━━━━━ Dataset content
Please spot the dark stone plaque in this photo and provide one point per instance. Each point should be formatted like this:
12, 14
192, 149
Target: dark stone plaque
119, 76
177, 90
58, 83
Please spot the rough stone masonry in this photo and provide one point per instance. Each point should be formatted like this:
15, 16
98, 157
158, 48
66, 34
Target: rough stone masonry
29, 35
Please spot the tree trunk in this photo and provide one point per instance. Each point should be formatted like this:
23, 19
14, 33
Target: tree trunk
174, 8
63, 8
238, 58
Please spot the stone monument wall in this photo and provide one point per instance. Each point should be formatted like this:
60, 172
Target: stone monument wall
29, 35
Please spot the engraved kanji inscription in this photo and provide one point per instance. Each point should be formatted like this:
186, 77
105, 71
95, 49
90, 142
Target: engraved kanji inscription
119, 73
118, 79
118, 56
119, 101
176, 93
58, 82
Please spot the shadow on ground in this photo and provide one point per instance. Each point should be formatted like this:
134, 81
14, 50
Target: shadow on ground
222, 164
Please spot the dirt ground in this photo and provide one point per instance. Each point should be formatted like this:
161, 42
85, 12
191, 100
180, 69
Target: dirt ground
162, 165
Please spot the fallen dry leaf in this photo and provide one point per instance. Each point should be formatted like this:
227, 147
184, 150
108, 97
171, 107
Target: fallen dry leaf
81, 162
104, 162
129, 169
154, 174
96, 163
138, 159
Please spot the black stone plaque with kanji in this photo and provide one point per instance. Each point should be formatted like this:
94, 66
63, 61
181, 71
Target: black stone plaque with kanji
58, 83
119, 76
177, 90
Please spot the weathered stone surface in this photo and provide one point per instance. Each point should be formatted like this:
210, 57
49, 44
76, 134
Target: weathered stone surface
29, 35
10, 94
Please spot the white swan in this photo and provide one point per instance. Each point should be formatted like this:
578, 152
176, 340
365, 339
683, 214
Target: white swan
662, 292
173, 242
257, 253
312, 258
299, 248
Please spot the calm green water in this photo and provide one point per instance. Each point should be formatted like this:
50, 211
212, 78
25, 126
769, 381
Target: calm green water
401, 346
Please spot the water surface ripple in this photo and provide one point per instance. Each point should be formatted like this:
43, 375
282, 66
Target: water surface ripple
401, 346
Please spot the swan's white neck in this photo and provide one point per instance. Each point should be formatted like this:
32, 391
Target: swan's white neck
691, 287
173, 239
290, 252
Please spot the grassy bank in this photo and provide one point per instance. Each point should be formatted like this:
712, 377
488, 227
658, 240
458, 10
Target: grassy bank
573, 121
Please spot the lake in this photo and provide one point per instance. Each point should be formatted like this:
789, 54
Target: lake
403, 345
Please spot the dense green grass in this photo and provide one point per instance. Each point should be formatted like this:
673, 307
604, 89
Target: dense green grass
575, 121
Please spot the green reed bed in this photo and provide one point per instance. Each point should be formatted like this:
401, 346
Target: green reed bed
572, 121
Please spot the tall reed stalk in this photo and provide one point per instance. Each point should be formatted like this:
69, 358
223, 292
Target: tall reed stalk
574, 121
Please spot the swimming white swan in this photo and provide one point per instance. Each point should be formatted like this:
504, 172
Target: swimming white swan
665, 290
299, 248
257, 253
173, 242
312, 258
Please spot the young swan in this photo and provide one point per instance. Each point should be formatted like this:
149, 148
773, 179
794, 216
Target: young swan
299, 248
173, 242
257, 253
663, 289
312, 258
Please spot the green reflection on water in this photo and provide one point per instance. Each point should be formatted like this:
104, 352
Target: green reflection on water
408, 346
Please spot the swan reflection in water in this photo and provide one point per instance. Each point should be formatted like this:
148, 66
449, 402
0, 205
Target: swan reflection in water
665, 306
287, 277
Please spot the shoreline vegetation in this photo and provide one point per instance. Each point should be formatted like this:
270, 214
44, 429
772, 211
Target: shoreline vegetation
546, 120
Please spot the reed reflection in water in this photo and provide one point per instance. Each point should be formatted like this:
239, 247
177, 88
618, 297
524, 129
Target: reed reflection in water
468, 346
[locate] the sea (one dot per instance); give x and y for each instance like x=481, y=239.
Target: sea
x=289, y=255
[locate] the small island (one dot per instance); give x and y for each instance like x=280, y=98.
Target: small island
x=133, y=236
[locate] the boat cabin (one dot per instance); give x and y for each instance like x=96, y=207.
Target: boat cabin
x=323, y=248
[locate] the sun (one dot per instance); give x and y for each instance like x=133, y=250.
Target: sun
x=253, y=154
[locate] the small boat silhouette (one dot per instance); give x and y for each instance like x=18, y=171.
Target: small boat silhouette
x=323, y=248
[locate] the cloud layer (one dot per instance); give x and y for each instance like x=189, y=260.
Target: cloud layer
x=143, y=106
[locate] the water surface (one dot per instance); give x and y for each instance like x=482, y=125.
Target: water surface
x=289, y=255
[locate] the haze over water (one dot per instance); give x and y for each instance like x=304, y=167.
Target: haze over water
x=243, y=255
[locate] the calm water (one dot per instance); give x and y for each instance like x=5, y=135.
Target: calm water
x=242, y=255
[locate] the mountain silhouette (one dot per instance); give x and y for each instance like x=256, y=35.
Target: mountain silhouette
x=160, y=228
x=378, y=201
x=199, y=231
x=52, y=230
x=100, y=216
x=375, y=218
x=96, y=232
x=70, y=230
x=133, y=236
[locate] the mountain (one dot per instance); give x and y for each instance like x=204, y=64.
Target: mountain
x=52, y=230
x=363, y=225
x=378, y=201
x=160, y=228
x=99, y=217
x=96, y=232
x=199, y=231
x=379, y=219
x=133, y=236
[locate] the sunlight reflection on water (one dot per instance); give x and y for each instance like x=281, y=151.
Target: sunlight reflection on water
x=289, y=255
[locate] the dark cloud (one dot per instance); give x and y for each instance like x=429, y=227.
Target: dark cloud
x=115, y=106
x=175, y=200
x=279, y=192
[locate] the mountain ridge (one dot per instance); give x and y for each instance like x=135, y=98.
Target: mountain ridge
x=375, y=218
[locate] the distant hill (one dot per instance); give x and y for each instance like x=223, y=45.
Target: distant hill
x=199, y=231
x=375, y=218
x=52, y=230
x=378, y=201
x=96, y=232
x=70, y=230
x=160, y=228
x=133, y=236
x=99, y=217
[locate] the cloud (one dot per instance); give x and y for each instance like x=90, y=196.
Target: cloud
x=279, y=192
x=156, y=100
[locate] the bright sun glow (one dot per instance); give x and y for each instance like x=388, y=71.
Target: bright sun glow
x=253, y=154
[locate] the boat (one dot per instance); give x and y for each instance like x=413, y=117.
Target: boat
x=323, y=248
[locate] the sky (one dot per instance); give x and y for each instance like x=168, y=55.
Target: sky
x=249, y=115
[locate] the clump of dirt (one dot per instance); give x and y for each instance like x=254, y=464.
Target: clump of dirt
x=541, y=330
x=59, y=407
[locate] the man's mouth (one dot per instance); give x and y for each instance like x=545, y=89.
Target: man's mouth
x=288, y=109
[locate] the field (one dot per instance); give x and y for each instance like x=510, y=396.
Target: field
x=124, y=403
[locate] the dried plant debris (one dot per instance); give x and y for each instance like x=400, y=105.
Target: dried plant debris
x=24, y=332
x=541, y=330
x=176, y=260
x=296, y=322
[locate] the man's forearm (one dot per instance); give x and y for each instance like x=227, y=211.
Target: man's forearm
━━━━━━━━━━
**Task to carry out**
Please set down each entry again, word for word.

**Written response**
Please spot the dark stone plaque in this photo and provide one point per instance. Each point should be formatted like this:
12, 14
192, 149
Target: dark stone plaque
119, 76
177, 90
58, 83
Please spot the rough stone masonry in this photo and provide one point per instance. Each point should be formatted like this:
15, 16
98, 157
158, 48
66, 34
Target: rough stone masonry
29, 35
Please spot the tree trunk in this photo and provide one point per instance. Each point should be formatted like this:
23, 19
14, 33
Target: tree trunk
174, 8
63, 8
238, 58
Please spot the stone monument wall in this photo and provide one point per instance. Each point should be formatted like this:
60, 172
Target: stone monument wall
29, 35
Please spot the engraved kanji inscription in this photo and provide one point per instance. Each point should be formatted like this:
186, 77
105, 71
95, 49
90, 142
Target: engraved kanji inscription
119, 73
118, 79
118, 56
119, 101
176, 93
58, 82
Please spot the shadow on ground in this photo and provide one point per instance. Each point should be formatted like this:
134, 81
14, 50
Target: shadow on ground
222, 164
Please spot the dirt ground in this photo and provide one point per instance. Each point should be formatted like this:
161, 42
85, 12
191, 100
180, 69
Target: dirt ground
162, 165
Please spot the fallen dry leaf in this photo and provide one point per instance. Each point should be formatted like this:
227, 147
184, 150
108, 97
171, 107
Target: fallen dry leaf
81, 162
104, 162
129, 169
154, 174
96, 163
138, 159
Please spot the black stone plaque with kanji in this photo and provide one point per instance. Each point should be formatted like this:
94, 66
63, 61
181, 71
Target: black stone plaque with kanji
58, 83
119, 76
177, 90
Please spot the weathered stone surface in this photo and provide one point per instance. Each point should be formatted like this:
210, 57
49, 44
76, 134
Target: weathered stone surface
29, 35
10, 94
Please spot the white swan in this photo and provide one point per instance. Each point should be formatted like this:
578, 152
176, 340
365, 339
683, 214
Target: white swan
662, 292
173, 242
257, 253
312, 258
299, 248
Please spot the calm green water in this photo and provide one point per instance. Each point should be formatted like this:
50, 211
212, 78
25, 126
769, 381
Target: calm green water
401, 346
Please spot the water surface ripple in this photo and provide one point per instance. Each point should be formatted like this:
43, 375
282, 66
Target: water surface ripple
401, 346
Please spot the swan's white neck in this photo and provide one point per instance. Each point should be formatted like this:
32, 391
Target: swan's white neck
691, 287
173, 239
290, 252
Please spot the grassy bank in this photo and provide one point per instance. Each point should be formatted like this:
712, 377
488, 227
658, 240
458, 10
Target: grassy bank
573, 121
Please spot the lake in this photo and provide one point per instance. Each point should be formatted like this:
789, 54
Target: lake
403, 345
Please spot the dense green grass in this photo and provide one point per instance. Each point should be formatted like this:
673, 307
604, 89
Target: dense green grass
575, 121
Please spot the green reed bed in this photo and provide one point per instance. Each point should be formatted like this:
401, 346
Target: green reed bed
572, 121
Please spot the tall reed stalk in this photo and provide one point per instance. Each point should be formatted like this:
69, 358
223, 292
Target: tall reed stalk
574, 121
Please spot the swimming white swan in this photo and provide one point per instance. Each point should be formatted like this:
504, 172
Target: swimming white swan
665, 290
299, 248
257, 253
173, 242
312, 258
Please spot the young swan in this photo and provide one point per instance. Each point should be formatted like this:
149, 148
773, 179
794, 216
Target: young swan
299, 248
173, 242
257, 253
663, 289
312, 258
Please spot the green reflection on water in this photo and provide one point per instance. Each point should be formatted like this:
104, 352
Target: green reflection on water
408, 346
Please spot the swan reflection in water in this photo and provide one point per instance. Each point should be formatted like this:
148, 66
449, 402
0, 205
Target: swan reflection in water
665, 306
287, 277
Please spot the shoreline vegetation in this photo and provide one point per instance. Each point should be formatted like this:
270, 214
44, 429
772, 211
Target: shoreline vegetation
546, 120
Please spot the reed reflection in water in this photo and provide one point per instance. Each point should be formatted like this:
239, 247
177, 88
618, 297
524, 129
Target: reed reflection in water
468, 346
[locate] the sea (one dot per instance); give x and y for each instance like x=481, y=239.
Target: sea
x=289, y=255
[locate] the small island (one dot per instance); give x and y for each instance like x=280, y=98.
Target: small island
x=133, y=236
[locate] the boat cabin (one dot per instance); give x and y for each instance like x=96, y=207.
Target: boat cabin
x=323, y=248
[locate] the sun (one dot per instance); give x and y for each instance like x=133, y=250.
Target: sun
x=253, y=154
[locate] the small boat silhouette (one dot per instance); give x and y for each instance like x=18, y=171.
Target: small boat silhouette
x=323, y=248
[locate] the cloud layer (one dot per instance); give x and y for each instance like x=189, y=260.
Target: cloud layer
x=143, y=106
[locate] the water surface (one dot per instance); give x and y for each instance like x=482, y=125.
Target: water surface
x=289, y=255
[locate] the haze over water (one dot per instance); give x and y for each instance like x=304, y=167.
Target: haze over water
x=243, y=255
[locate] the calm water (one dot per instance); give x and y for each instance like x=5, y=135.
Target: calm water
x=242, y=255
[locate] the mountain silhouette (one dot per instance); give x and y for each instance like x=256, y=35.
Target: mountain silhouette
x=160, y=228
x=378, y=201
x=199, y=231
x=52, y=230
x=100, y=216
x=375, y=218
x=96, y=232
x=70, y=230
x=133, y=236
[locate] the mountain (one dot per instance); give x and y for each instance like x=204, y=64.
Target: mountain
x=52, y=230
x=363, y=225
x=378, y=201
x=160, y=228
x=99, y=217
x=96, y=232
x=199, y=231
x=379, y=219
x=133, y=236
[locate] the sunlight reflection on water (one dot per instance); give x and y for each instance like x=281, y=151.
Target: sunlight reflection on water
x=289, y=255
[locate] the dark cloud (one dot per instance); give x and y for each instance like x=429, y=227.
Target: dark cloud
x=115, y=106
x=175, y=200
x=279, y=192
[locate] the mountain ridge (one dot per instance); give x and y for each instance like x=135, y=98.
Target: mountain ridge
x=375, y=218
[locate] the distant hill (one dot per instance); give x and y for each instance like x=223, y=45.
Target: distant hill
x=199, y=231
x=375, y=218
x=52, y=230
x=378, y=201
x=96, y=232
x=70, y=230
x=160, y=228
x=133, y=236
x=99, y=217
[locate] the cloud (one dot per instance); give x and y for each instance like x=90, y=196.
Target: cloud
x=279, y=192
x=156, y=100
[locate] the bright sun glow (one dot per instance); give x and y for each instance like x=388, y=71.
Target: bright sun glow
x=253, y=154
[locate] the boat (one dot per instance); give x and y for each instance like x=413, y=117.
Target: boat
x=323, y=248
[locate] the sky (one dot per instance); give x and y for each instance like x=168, y=55.
Target: sky
x=249, y=115
[locate] the clump of dirt (one dot per instance); give x and y for each instance like x=254, y=464.
Target: clump of dirt
x=541, y=330
x=59, y=407
[locate] the man's mouth (one dot per instance); give x and y for each instance like x=545, y=89.
Target: man's mouth
x=288, y=109
[locate] the field (one dot per instance); give x and y for each instance like x=510, y=396.
Target: field
x=124, y=403
[locate] the dried plant debris (one dot per instance); give x and y for each instance like x=400, y=105.
Target: dried plant debris
x=24, y=332
x=541, y=330
x=176, y=260
x=296, y=322
[locate] the man's forearm (one dot per instance); give x and y for each instance like x=227, y=211.
Target: man's forearm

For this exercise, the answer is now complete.